[[ SUPPLIED DATA open ]]
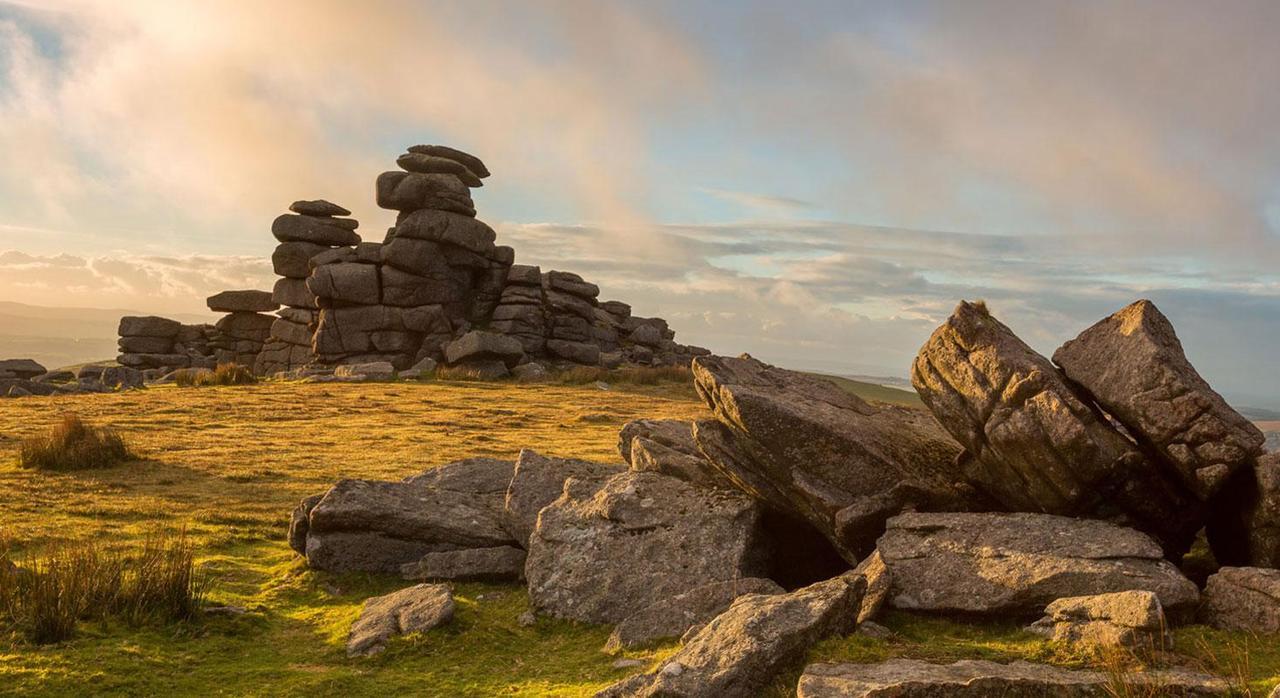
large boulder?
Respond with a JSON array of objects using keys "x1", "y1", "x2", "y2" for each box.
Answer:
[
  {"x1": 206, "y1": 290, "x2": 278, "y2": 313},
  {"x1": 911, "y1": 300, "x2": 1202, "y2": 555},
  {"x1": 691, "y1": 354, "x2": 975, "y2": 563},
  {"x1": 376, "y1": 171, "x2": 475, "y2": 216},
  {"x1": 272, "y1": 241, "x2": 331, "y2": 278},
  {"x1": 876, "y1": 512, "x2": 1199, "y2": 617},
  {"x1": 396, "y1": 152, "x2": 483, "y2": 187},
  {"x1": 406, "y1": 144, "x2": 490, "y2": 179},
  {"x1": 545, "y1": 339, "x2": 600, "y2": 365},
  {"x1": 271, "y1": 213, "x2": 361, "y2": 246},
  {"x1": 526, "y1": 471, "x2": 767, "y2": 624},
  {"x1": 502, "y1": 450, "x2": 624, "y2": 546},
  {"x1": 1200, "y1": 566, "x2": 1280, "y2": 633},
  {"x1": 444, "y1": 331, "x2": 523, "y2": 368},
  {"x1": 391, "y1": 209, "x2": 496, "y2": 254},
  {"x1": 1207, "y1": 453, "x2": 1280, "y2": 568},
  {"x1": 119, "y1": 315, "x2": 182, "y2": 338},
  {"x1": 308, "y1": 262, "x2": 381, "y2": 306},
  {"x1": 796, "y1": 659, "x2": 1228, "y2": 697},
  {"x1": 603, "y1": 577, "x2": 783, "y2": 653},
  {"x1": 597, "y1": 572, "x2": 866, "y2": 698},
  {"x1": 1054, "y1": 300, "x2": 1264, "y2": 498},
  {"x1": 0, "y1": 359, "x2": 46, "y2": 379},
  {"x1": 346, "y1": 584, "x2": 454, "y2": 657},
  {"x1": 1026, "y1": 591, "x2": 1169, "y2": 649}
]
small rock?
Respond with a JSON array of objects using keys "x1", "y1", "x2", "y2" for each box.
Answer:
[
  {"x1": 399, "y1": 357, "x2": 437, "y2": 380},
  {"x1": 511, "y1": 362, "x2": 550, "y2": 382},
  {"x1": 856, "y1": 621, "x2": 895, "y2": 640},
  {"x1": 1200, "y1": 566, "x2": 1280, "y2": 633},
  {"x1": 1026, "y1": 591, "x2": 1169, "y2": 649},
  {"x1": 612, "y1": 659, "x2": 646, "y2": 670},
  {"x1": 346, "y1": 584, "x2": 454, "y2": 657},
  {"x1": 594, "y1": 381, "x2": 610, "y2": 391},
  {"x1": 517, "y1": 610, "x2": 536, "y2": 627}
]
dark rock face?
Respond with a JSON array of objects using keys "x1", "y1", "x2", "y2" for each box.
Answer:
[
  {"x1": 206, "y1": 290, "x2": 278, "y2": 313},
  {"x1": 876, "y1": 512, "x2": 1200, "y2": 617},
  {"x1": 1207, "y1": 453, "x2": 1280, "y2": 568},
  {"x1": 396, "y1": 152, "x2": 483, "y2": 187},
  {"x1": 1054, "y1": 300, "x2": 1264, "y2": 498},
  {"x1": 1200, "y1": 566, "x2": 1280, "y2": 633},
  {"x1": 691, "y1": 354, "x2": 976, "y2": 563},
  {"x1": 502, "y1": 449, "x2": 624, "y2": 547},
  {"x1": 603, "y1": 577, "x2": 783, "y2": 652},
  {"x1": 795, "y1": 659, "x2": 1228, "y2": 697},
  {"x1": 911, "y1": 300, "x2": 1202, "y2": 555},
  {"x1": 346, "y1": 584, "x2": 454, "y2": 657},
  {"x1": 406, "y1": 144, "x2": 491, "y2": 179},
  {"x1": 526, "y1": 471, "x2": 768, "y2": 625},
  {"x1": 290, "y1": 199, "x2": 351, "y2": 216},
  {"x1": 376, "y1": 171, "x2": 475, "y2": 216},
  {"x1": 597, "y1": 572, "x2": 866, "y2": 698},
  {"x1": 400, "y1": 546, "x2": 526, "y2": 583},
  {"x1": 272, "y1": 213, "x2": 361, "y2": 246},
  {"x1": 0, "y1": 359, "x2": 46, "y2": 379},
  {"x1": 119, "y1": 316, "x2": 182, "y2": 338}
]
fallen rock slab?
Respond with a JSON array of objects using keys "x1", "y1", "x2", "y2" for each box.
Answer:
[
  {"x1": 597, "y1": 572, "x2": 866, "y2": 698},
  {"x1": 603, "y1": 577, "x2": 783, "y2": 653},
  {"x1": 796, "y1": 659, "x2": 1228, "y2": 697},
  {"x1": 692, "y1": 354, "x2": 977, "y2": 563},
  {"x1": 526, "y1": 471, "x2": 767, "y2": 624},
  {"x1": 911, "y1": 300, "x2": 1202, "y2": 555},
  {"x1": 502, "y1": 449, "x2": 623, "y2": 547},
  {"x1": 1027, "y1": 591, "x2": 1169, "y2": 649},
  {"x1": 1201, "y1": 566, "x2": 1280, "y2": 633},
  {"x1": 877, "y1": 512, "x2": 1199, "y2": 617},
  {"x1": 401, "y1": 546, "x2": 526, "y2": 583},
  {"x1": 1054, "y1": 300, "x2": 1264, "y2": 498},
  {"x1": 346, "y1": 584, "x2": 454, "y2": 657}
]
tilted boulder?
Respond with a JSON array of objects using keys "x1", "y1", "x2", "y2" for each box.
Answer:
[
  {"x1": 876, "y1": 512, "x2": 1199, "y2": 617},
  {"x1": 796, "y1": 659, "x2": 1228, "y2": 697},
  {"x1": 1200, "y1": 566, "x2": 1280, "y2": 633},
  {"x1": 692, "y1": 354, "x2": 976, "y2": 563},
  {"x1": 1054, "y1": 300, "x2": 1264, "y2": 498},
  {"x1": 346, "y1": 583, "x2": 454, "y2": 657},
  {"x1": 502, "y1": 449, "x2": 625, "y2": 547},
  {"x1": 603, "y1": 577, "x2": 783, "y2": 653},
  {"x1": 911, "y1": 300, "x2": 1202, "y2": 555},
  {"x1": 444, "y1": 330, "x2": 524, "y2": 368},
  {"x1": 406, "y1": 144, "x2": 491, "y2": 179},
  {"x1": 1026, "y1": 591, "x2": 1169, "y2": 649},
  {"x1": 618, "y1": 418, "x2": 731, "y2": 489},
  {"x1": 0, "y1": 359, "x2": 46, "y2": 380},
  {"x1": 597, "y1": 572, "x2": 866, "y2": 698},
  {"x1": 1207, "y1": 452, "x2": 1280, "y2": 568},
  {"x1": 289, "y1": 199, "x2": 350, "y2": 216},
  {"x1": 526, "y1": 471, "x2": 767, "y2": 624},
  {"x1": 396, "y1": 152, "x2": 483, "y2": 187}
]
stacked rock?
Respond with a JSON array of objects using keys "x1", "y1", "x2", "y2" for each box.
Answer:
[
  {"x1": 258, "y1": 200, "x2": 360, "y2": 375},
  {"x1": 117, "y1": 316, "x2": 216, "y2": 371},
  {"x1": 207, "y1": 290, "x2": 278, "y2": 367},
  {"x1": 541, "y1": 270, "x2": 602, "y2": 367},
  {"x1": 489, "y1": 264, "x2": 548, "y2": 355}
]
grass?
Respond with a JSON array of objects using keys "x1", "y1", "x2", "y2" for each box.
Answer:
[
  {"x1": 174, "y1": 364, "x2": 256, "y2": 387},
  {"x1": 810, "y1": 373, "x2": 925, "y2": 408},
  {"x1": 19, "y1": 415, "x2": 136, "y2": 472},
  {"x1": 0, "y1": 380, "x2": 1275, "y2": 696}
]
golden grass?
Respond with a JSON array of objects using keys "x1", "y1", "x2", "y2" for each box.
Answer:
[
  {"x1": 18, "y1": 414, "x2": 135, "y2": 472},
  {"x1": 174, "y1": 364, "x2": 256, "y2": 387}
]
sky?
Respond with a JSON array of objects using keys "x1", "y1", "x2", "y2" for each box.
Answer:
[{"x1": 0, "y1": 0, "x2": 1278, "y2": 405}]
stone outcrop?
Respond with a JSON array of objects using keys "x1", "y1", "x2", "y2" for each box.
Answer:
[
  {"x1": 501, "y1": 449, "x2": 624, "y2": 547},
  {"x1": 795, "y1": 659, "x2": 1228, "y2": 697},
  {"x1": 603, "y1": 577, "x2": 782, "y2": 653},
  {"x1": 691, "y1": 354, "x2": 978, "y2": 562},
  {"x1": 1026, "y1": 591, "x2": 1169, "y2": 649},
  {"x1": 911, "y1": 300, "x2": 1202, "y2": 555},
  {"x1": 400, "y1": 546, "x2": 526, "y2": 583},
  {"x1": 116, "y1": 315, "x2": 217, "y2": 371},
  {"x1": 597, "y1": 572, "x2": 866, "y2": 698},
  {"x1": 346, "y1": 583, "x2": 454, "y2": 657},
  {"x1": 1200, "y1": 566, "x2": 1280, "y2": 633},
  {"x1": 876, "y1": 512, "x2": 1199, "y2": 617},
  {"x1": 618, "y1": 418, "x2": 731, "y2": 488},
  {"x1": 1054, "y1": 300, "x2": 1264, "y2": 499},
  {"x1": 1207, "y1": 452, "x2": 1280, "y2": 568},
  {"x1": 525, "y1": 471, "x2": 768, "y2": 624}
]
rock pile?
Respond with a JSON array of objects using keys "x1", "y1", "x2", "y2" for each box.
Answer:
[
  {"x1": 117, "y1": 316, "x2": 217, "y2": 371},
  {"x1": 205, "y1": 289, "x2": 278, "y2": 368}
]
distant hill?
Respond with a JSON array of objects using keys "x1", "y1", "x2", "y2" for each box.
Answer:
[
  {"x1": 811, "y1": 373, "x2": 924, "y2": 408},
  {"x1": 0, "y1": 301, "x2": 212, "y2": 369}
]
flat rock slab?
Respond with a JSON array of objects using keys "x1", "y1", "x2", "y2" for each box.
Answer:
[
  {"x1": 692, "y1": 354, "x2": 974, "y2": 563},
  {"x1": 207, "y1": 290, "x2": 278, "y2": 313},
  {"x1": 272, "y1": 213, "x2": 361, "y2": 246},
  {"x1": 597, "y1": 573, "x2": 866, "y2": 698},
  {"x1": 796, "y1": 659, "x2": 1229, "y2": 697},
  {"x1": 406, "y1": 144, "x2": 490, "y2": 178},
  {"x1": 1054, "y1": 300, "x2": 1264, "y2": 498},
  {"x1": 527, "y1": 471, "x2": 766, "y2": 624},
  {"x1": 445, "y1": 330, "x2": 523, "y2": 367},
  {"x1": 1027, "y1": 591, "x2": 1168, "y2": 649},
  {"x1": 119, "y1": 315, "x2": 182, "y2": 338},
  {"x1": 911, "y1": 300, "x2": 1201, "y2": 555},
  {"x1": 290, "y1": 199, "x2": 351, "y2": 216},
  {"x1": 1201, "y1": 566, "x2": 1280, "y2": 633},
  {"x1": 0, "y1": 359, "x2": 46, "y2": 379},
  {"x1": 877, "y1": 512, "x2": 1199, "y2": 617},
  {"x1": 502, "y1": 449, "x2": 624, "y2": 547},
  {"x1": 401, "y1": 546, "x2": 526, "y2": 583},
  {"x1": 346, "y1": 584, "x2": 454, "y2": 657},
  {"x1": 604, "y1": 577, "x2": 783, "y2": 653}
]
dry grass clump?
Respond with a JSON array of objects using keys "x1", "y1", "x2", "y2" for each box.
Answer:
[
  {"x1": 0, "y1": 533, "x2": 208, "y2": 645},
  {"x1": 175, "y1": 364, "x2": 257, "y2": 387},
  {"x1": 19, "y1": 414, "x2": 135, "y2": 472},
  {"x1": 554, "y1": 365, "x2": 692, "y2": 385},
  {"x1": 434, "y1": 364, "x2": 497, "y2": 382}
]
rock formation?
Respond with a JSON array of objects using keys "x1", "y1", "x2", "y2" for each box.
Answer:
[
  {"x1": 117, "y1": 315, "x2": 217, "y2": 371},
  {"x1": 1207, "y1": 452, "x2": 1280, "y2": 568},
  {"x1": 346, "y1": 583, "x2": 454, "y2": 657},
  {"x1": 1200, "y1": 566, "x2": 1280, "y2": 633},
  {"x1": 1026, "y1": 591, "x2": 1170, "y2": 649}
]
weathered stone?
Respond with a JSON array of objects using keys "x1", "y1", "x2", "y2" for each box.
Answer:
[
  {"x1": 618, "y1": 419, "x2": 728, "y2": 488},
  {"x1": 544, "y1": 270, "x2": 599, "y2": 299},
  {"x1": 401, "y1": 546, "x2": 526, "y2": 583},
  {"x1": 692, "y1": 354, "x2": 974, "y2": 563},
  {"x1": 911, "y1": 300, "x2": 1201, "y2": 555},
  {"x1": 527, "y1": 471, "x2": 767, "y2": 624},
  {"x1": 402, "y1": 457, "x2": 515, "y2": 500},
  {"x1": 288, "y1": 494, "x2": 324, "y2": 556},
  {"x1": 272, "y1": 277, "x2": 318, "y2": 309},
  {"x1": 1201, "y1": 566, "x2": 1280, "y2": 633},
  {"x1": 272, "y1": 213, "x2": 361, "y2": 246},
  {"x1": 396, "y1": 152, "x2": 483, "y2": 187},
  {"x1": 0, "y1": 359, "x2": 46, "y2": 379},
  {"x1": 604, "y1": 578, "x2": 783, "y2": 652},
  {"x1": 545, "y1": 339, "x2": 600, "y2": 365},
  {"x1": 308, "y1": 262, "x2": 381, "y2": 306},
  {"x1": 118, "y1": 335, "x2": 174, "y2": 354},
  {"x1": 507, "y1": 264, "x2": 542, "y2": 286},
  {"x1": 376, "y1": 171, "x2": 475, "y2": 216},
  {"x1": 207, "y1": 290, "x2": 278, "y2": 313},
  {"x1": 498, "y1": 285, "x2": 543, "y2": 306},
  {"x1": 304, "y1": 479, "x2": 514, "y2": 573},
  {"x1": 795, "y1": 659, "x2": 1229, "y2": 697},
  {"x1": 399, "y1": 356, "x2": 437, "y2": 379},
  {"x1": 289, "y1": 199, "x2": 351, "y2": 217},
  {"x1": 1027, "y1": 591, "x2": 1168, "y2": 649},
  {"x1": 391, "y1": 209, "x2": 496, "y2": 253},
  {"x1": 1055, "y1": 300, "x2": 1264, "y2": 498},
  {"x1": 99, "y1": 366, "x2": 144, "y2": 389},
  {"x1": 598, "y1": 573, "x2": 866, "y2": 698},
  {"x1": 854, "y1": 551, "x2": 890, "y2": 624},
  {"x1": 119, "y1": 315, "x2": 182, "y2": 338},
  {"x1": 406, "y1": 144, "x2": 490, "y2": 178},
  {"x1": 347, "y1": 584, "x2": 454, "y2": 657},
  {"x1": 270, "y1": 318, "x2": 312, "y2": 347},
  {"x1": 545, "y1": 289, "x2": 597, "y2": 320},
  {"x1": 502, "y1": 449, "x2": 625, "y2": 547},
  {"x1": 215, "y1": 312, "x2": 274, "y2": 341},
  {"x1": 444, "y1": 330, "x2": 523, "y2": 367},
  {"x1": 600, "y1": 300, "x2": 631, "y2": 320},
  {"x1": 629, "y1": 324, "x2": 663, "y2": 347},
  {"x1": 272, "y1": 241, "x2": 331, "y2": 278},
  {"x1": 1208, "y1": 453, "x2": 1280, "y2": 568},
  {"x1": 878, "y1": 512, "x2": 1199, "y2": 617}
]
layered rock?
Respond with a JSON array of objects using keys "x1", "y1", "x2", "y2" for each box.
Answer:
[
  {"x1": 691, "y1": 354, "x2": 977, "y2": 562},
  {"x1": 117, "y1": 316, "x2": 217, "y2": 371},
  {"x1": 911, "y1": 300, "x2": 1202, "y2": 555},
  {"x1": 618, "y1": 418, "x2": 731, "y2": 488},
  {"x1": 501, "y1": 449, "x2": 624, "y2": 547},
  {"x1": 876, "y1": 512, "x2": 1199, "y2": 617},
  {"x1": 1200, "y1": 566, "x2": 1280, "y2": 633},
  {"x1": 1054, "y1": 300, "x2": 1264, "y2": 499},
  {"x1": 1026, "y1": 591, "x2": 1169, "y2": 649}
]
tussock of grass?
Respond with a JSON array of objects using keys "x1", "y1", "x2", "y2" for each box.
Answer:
[[ SUPPLIED DATA closed ]]
• ACTIVITY
The word to find is "grass". Copy every line of the records that holds it.

• TASK SOLUTION
grass?
golden grass?
dry grass clump?
tussock of grass?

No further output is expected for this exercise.